Passage to read
********
The cylinder has a radius r, length L and it's center is at a distance R from the origin.
If I set the axis of the cylinder in parallel to the z-axis on the x-Axis, then the azimuth angle (theta) limits are from -ArcSin[r/R] to +ArcSin[r/R]. The polar angle (phi) limits of course depend on the azimuth. Here is what I figured out...
ArcTan[0.5*L/(R-(Cos[theta]^2 (RR*Tan[theta]^2 + Sqrt[r^2 + (r^2-R^2)*Tan[theta]^2])))]
(The biggest phi is in the direction of the Axis and then would simply give phi(0)=ArcTan[0.5*L/(R-r)] ).
I then just calculated the integral...
Omega = intint_S sin(phi)dphi dtheta with the above given limits.
Is this correct and/or is there an elegant way to calculate the solid angle of the cylinder?
********
(Object location annotation data)

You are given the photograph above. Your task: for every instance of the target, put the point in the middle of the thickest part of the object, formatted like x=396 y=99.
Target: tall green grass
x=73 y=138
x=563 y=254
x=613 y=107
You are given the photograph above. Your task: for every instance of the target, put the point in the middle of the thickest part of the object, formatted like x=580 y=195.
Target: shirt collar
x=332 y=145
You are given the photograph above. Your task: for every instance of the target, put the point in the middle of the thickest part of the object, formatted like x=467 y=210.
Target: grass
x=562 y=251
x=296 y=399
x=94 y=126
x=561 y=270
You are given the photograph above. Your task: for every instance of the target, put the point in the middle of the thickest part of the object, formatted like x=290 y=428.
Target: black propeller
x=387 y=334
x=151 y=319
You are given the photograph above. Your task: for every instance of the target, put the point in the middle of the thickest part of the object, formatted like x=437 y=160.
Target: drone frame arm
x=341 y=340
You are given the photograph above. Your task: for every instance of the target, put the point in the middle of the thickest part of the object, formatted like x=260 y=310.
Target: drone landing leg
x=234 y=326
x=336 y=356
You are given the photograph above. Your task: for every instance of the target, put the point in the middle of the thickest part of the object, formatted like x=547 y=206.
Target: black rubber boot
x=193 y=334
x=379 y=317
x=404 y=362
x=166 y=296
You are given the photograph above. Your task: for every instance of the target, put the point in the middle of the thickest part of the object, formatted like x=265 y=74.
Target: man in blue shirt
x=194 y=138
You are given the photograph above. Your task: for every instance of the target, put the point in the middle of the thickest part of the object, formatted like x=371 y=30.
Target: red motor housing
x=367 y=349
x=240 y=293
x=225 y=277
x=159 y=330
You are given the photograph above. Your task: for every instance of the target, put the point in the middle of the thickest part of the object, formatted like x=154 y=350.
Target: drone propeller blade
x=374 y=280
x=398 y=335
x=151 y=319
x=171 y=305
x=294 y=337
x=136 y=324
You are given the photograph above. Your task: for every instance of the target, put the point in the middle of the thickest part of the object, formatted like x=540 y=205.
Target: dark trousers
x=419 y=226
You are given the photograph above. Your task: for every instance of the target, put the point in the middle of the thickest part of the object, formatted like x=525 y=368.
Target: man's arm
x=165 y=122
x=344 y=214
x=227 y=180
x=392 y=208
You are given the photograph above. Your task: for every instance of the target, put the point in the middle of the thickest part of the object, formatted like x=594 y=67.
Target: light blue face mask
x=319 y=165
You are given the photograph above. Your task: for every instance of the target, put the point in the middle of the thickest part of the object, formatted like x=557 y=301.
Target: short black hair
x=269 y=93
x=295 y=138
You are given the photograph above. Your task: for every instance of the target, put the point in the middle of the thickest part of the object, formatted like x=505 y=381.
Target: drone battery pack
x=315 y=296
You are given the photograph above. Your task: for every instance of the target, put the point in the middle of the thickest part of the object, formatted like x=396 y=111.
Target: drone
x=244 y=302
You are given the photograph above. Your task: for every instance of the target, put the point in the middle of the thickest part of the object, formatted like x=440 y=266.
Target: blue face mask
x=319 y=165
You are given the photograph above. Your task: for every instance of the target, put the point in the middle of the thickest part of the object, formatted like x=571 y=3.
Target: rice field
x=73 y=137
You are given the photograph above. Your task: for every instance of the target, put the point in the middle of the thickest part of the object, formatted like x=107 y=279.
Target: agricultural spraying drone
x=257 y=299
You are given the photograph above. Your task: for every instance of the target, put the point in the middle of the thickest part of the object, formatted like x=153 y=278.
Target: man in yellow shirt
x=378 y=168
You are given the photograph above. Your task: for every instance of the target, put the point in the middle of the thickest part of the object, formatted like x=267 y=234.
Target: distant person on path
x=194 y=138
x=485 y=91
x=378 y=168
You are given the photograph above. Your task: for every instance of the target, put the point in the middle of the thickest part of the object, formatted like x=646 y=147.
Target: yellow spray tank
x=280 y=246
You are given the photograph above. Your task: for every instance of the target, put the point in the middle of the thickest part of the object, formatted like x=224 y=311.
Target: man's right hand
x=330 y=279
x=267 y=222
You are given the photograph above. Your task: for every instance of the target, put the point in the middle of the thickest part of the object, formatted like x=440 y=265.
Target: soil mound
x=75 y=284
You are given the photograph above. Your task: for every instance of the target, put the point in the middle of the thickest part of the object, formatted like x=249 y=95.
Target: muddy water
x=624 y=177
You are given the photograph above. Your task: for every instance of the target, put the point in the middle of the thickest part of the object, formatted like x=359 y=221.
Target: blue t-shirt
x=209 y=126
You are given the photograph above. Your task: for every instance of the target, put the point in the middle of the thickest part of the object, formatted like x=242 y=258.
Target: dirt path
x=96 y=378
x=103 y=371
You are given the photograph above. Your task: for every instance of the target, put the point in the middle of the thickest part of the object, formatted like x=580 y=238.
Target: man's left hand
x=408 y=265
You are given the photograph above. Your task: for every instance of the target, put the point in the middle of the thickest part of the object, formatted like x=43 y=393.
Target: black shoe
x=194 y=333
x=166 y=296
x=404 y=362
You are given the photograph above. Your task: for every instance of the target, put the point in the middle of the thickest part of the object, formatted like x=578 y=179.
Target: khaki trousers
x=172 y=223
********
Requirements
1) In the post on the solid angle of a cylinder, list each symbol that the text explicitly defines, along with the quantity it denotes.
2) Continue the post on the solid angle of a cylinder, beginning after its final sentence.

Task responses
1)
r: radius of the cylinder
L: length of the cylinder
R: distance of the cylinder's center from the origin
theta: azimuth angle
phi: polar angle

2)
As far as I see it, there is no closed form of the result. Do You agree?
Best Regards,
Stephan"

Dear Stephan,
I guess that you mean a right circular cylinder with radius r of the base circle and height L and that the center of the cylinder is on the x-axis and then one forms the smallest solid angle with apex in the origin and enclosing the cylinder. Right? Such a solid angle seems to be quite difficult to calculate. Maybe somebody else could do it. I send your question to the public forum.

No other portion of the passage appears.